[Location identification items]

----

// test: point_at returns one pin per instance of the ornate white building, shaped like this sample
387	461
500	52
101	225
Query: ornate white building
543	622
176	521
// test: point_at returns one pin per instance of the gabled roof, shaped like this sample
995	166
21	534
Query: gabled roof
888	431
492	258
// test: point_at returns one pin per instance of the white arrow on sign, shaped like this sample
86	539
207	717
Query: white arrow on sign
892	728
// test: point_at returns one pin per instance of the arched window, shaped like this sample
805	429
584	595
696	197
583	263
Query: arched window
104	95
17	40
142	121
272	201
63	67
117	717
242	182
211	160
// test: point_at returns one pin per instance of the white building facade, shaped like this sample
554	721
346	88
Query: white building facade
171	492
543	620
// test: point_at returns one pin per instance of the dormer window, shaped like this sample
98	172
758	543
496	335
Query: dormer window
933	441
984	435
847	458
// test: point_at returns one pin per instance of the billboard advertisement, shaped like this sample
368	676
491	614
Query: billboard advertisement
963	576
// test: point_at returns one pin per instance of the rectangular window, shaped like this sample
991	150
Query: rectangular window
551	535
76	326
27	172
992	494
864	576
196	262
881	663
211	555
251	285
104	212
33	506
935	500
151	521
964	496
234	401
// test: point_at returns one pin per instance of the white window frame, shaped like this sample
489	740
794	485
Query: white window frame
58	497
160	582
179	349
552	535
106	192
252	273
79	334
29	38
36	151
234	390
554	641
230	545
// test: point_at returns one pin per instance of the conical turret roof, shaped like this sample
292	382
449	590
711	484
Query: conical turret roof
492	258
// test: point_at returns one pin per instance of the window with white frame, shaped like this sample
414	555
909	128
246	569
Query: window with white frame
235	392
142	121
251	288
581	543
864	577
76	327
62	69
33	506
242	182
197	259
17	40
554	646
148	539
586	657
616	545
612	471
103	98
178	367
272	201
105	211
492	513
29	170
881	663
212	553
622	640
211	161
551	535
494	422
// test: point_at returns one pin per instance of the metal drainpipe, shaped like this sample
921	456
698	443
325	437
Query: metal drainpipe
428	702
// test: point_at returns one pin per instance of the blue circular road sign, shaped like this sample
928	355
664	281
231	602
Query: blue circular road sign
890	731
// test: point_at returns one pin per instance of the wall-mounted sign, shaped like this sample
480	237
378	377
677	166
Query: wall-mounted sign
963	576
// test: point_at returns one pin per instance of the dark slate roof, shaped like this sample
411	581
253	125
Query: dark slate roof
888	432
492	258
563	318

----

:: Problem statement ::
Write out every entry again exactly, please, with nothing missing.

:: Answer for the task ::
// test: point_at returns one pin per instance of the ornate white building, shaped like this sample
387	461
500	52
101	225
Query: ornate white building
543	622
176	521
// test: point_at returns one pin per instance of the gabled roof, shaped like this sample
995	166
21	534
Query: gabled roof
888	431
492	258
// test: point_at returns one pin per instance of the white arrow on sign, shaped like this sample
86	539
207	717
Query: white arrow on sign
892	728
// test: point_at returns one pin per instance of the arched window, shaped like this sample
805	429
584	595
696	197
583	263
Query: arched window
104	95
17	40
142	121
272	201
63	67
117	717
242	182
211	160
// test: point_at returns one pin per instance of the white building facade, shaped like this sample
554	721
346	88
Query: white building facade
171	492
543	620
// test: point_at returns one pin per instance of the dormer window, shaped like this sample
98	172
758	543
496	335
Query: dormer window
933	441
984	435
847	458
// test: point_at returns one pin per instance of the billboard advertisement, shaped like this sample
368	676
491	614
Query: billboard advertisement
963	576
// test: point_at returns one pin per instance of the rectangular window, shaped like this sample
991	150
Query: rectangular window
551	535
76	326
27	172
992	494
864	576
196	262
881	663
211	555
251	285
104	212
33	506
935	500
151	521
964	496
234	401
// test: point_at returns one pin per instance of the white window frame, shaped like this sample
489	740
794	485
Query: white window frame
58	497
160	582
179	349
552	535
106	192
252	273
79	334
29	38
36	151
234	390
554	641
230	545
// test: point_at returns one pin per instance of the conical turret roof, shaped like this sample
292	382
449	590
711	484
Query: conical turret roof
492	258
// test: point_at returns one pin per instance of the window with white frame, shaped like this sample
414	555
909	128
246	569
Query: window with white frame
235	392
142	121
251	288
581	543
864	577
76	327
62	69
33	506
242	182
197	259
17	40
554	646
148	539
586	657
616	545
612	471
103	98
178	367
272	201
105	211
492	513
29	170
881	663
212	553
622	640
211	161
551	535
494	422
// test: point_at returns one pin per instance of the metal drainpipe, shaped like this sample
921	456
698	443
325	437
Query: metal drainpipe
428	702
// test: point_at returns one pin per instance of the blue circular road sign, shaped like this sample
928	355
664	281
231	602
Query: blue circular road sign
890	731
// test: point_at returns one pin per instance of the wall-mounted sign, shaped like this sample
480	237
378	377
677	166
Query: wall-mounted sign
963	576
// test: point_at returns one pin per instance of the dark slate roof, shaped like this sample
411	581
253	125
Query: dark slate roof
888	432
492	258
563	318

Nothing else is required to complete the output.